--- START ---

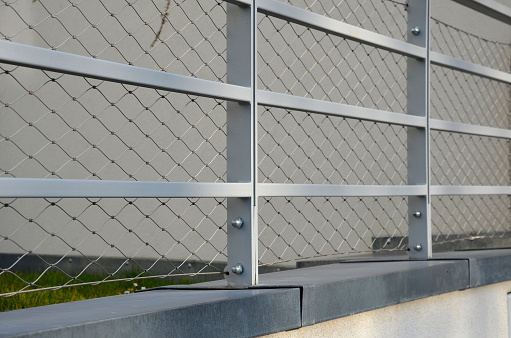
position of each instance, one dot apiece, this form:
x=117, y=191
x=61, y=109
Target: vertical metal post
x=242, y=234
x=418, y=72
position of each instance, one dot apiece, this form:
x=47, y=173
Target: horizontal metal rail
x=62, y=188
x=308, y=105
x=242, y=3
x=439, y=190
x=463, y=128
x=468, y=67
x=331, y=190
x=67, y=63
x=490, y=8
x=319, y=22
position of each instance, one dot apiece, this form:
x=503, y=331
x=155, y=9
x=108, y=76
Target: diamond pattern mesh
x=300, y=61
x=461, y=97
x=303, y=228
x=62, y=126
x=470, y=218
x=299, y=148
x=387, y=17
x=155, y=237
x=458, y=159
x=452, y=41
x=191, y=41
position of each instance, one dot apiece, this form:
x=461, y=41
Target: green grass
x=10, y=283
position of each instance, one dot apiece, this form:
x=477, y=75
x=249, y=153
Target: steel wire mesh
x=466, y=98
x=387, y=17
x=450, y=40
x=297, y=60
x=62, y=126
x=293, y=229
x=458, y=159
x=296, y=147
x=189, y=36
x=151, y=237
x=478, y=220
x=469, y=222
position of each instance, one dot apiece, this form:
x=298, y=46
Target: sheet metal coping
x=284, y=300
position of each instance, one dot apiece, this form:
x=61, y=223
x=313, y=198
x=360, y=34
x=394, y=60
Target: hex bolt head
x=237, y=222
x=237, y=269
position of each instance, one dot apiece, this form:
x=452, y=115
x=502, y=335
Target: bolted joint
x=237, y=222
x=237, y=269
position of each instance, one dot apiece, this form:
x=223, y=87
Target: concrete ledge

--- END ---

Prompt - From the first line to the last, return the material above exactly, apart from the pictures.

Solution for this problem -
position of each instance, one dot apiece, this form:
x=117, y=191
x=61, y=109
Target: vertical metal post
x=242, y=234
x=418, y=72
position of each instance, one dot apiece, this form:
x=47, y=173
Target: horizontal metal rail
x=62, y=188
x=308, y=105
x=242, y=3
x=439, y=190
x=463, y=128
x=468, y=67
x=331, y=190
x=67, y=63
x=490, y=8
x=319, y=22
position of each instance, one dot apiece, this form:
x=503, y=331
x=155, y=9
x=108, y=76
Target: diamond pattern mesh
x=300, y=61
x=461, y=97
x=303, y=228
x=62, y=126
x=470, y=218
x=299, y=148
x=387, y=17
x=155, y=237
x=458, y=159
x=452, y=41
x=191, y=41
position of each instance, one dot apiece, this form:
x=461, y=41
Target: green grass
x=10, y=283
position of each instance, one dot apiece, this form:
x=477, y=75
x=249, y=153
Target: steel wire mesh
x=466, y=98
x=387, y=17
x=450, y=40
x=297, y=60
x=62, y=126
x=293, y=229
x=458, y=159
x=296, y=147
x=189, y=36
x=151, y=237
x=478, y=220
x=469, y=222
position of each instance, one dot apiece, this form:
x=298, y=46
Target: sheet metal coping
x=284, y=300
position of each instance, one dot apiece, this form:
x=61, y=223
x=313, y=198
x=360, y=34
x=394, y=60
Target: hex bolt head
x=237, y=222
x=237, y=269
position of each instance, one dot apiece, this form:
x=452, y=115
x=502, y=335
Target: bolted joint
x=237, y=222
x=237, y=269
position of each instance, one dot apiece, this form:
x=223, y=87
Target: concrete ledge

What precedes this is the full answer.